Page.
++++

Time now to make Sound Transit Board of Directors an elected body

October 26, 2012

In light of the recent performance audit on Sound Transit by the State Auditor's Office, its a good time to review WPC's recommendation of making Sound Transit board of directors an elected body.

Do you know who runs Sound Transit?

Sound Transit officials spend about $1 million per day in public money, yet their leadership is not accountable to the public because they are not directly elected to their positions. They are appointed.

Sound Transit is led by an 18-member board of directors. They include local and state officials and, with the exception of the Washington State Department of Transportation Secretary, they are all elected to offices from other local governments like cities and counties.

State law dictates how Sound Transit’s positions are filled. According to Sound Transit, “The Board includes three members from Snohomish County, 10 from King County, four from Pierce County and the State Transportation Department secretary.”

Just like any other legislative body, the Sound Transit board meets regularly, they are subject to transparency and open meeting laws, they have tax authority and they make policy and budget decisions for the agency.

While residents living in the Sound Transit district are taxed, as voters they cannot collectively choose who serves on the Sound Transit board, nor can the public hold anyone at Sound Transit accountable when bad decisions are made.

Washington Policy Center recently asked the State Auditor’s Office (SAO) to investigate Sound Transit officials because of Sound Transit’s failure to deliver on the promises made to voters in the last election. For example, two years ago, Sound Transit asked voters to expand its regional public transportation system (ST2). During the election, Sound Transit officials told voters the expanded rail portion (137 miles of light rail and commuter rail) would carry 310,000 passenger trips per day by 2030.

Voters agreed and raised sales taxes within the Sound Transit district.

Then the Puget Sound Regional Council (PSRC) estimated just two years later that passenger rail would only carry about 164,000 trips per day, half of what Sound Transit officials told voters.

Yet Sound Transit officials keep their higher tax authority and voters are effectively disenfranchised under the current system because they cannot hold anyone accountable by voting them out of office.

There is probably no better example of how Sound Transit’s governance deprives voters of representation than with what is happening in Federal Way.

Sound Transit officials promised voters in the 2008 ballot measure that light rail would expand from the airport to Federal Way. Earlier this year however, the Sound Transit board decided on its own to scrap the Federal Way extension. Sound Transit notified city officials that light rail would only reach Federal Way if voters approved a third phase and another tax increase. Federal Way Mayor Skip Priest estimates his citizens already pay about $13.5 million per year in Sound Transit taxes but they are not receiving what they were promised.

While the SAO audit can shine much-needed light on how officials at Sound Transit continue to overpromise the benefits of their system, there is nothing anyone can do about it.

Currently, no one from Federal Way serves on the Sound Transit board, and the only board members who presumably represent their interests are King County Executive Dow Constantine and Councilmember Pete von Reichbauer. While they face voters every four years in their respective King County races, their decisions on outside boards and commissions are generally insulated from scrutiny in isolated, local elections.

++++

Entries provided.
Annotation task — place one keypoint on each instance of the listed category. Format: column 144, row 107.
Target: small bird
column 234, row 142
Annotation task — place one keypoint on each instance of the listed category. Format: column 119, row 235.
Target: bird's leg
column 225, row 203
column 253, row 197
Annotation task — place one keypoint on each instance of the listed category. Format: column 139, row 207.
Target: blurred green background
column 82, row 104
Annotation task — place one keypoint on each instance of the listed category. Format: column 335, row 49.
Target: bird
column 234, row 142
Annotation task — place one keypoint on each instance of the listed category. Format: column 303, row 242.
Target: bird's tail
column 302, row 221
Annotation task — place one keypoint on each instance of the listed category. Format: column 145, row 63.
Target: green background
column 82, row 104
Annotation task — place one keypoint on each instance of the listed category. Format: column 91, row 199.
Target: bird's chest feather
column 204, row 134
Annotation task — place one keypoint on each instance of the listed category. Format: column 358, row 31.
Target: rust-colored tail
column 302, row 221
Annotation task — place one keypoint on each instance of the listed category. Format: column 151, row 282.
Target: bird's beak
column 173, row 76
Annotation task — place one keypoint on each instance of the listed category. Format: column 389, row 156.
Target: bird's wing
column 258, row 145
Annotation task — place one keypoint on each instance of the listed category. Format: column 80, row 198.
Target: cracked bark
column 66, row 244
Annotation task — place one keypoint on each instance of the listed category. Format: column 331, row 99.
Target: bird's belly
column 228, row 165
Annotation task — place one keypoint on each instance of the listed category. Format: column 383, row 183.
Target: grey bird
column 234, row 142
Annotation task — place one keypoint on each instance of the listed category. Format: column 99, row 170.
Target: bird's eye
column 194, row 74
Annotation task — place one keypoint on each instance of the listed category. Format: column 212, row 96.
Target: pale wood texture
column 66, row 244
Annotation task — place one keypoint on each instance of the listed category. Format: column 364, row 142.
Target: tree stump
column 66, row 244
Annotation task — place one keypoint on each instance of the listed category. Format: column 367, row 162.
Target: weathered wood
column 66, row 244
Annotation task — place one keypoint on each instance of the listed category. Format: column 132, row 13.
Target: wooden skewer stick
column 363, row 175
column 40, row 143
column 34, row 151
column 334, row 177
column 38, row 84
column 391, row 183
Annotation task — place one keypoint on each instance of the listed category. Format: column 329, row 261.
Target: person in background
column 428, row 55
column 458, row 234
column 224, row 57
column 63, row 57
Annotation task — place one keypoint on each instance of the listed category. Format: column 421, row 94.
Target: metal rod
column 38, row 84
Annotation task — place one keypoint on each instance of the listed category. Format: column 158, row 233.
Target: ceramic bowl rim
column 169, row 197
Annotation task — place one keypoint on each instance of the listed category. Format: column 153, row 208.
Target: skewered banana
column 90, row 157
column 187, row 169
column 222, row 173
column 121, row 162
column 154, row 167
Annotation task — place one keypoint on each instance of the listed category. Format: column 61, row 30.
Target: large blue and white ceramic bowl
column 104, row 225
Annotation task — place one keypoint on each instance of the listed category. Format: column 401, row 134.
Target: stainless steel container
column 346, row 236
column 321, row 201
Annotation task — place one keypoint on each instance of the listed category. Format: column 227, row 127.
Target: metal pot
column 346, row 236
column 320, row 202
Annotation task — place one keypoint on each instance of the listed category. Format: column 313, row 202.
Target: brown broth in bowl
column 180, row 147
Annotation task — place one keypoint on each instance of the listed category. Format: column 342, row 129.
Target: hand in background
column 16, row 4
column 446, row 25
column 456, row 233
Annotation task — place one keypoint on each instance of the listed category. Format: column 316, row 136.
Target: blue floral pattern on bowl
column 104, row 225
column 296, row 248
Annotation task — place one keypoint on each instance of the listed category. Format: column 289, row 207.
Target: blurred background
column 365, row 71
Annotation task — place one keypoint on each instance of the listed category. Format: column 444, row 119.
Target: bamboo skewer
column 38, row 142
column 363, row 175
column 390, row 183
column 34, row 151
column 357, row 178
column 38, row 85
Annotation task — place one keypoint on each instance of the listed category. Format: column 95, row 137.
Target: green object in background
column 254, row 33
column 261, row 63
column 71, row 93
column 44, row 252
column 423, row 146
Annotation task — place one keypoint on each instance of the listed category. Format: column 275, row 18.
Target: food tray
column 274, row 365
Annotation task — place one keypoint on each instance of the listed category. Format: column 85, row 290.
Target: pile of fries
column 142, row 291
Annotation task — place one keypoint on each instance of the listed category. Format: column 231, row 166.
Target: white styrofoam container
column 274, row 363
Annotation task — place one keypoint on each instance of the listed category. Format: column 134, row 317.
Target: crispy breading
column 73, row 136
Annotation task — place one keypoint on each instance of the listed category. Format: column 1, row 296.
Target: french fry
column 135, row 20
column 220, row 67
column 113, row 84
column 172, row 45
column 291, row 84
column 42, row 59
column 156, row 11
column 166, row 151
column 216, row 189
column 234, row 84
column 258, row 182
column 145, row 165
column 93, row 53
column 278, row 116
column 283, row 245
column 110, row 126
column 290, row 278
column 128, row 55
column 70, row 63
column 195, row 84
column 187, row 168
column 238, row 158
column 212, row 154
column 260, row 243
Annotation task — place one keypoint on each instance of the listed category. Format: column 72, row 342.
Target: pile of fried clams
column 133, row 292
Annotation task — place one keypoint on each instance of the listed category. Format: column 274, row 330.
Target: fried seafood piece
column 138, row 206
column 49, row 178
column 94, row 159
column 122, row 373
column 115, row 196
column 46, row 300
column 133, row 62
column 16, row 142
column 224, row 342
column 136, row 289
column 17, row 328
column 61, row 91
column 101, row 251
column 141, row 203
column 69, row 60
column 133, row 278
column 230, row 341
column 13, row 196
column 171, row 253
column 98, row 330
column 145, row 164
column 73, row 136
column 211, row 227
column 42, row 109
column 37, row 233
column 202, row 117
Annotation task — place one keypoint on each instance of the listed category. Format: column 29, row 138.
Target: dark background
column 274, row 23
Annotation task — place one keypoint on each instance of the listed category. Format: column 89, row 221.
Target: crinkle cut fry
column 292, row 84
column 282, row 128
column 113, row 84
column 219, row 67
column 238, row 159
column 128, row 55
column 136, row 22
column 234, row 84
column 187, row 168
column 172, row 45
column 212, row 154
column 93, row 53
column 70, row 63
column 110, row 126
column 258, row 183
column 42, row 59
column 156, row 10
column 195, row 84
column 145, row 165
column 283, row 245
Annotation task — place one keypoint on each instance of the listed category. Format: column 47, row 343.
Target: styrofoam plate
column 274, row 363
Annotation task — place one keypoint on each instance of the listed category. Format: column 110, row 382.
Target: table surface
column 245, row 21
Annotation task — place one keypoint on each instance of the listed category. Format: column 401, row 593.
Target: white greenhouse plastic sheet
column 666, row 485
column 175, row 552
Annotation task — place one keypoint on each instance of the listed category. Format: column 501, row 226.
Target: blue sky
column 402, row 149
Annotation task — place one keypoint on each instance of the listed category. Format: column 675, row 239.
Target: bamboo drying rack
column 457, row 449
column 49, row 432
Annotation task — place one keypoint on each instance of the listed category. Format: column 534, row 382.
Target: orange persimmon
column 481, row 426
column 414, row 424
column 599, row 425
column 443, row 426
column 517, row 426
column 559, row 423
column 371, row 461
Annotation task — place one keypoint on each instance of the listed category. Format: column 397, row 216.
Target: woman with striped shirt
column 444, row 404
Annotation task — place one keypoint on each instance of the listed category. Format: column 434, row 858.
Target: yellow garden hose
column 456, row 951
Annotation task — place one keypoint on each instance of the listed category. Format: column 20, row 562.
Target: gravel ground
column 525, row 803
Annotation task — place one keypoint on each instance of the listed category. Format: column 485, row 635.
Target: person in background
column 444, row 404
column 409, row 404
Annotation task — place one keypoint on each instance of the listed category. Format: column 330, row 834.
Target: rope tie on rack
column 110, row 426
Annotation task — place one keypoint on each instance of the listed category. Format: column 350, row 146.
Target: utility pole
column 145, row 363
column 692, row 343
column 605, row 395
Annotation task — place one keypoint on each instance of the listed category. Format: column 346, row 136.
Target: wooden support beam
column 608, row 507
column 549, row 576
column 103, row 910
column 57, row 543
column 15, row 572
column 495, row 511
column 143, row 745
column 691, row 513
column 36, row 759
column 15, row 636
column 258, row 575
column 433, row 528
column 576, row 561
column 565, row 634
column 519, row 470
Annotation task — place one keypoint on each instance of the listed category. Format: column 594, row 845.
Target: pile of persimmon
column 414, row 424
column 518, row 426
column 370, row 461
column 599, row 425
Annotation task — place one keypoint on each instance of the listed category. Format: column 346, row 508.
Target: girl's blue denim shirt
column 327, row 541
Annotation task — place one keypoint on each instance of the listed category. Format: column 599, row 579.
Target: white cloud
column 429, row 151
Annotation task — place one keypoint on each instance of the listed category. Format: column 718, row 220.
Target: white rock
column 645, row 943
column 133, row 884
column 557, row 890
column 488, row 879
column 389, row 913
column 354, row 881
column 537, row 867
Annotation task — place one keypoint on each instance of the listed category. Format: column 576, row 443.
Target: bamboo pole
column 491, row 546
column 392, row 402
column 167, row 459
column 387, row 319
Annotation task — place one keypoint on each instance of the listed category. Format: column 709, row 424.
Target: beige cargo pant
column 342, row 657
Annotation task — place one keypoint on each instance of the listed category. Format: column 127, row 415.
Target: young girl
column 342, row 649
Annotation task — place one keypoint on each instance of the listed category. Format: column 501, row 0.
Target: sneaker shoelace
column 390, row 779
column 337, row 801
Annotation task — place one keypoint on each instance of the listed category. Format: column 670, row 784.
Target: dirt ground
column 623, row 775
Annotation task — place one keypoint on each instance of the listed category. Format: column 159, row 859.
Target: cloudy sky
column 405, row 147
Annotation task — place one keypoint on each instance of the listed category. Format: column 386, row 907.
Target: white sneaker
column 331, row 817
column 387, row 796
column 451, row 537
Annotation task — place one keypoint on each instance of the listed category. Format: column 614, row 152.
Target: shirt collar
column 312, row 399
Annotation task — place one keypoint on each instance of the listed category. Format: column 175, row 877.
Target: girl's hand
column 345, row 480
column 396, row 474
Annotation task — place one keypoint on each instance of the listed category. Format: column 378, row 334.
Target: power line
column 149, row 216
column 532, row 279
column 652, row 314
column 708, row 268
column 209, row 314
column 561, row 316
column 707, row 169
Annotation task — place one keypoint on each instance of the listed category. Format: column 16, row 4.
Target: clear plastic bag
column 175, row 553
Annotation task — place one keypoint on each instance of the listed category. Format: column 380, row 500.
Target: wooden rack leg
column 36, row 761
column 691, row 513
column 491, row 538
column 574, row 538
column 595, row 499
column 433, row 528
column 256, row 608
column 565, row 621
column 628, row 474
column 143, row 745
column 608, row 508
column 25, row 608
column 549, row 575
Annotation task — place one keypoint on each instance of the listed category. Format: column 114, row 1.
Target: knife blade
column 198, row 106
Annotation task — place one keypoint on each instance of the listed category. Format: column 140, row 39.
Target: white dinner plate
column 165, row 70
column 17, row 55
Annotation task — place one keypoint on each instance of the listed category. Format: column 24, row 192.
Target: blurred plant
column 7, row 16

++++

Work to be completed. According to the article above on Sound Transit's board, how many passenger trips per day did the Puget Sound Regional Council estimate the rail would carry?

Final answer. About 164,000 trips per day.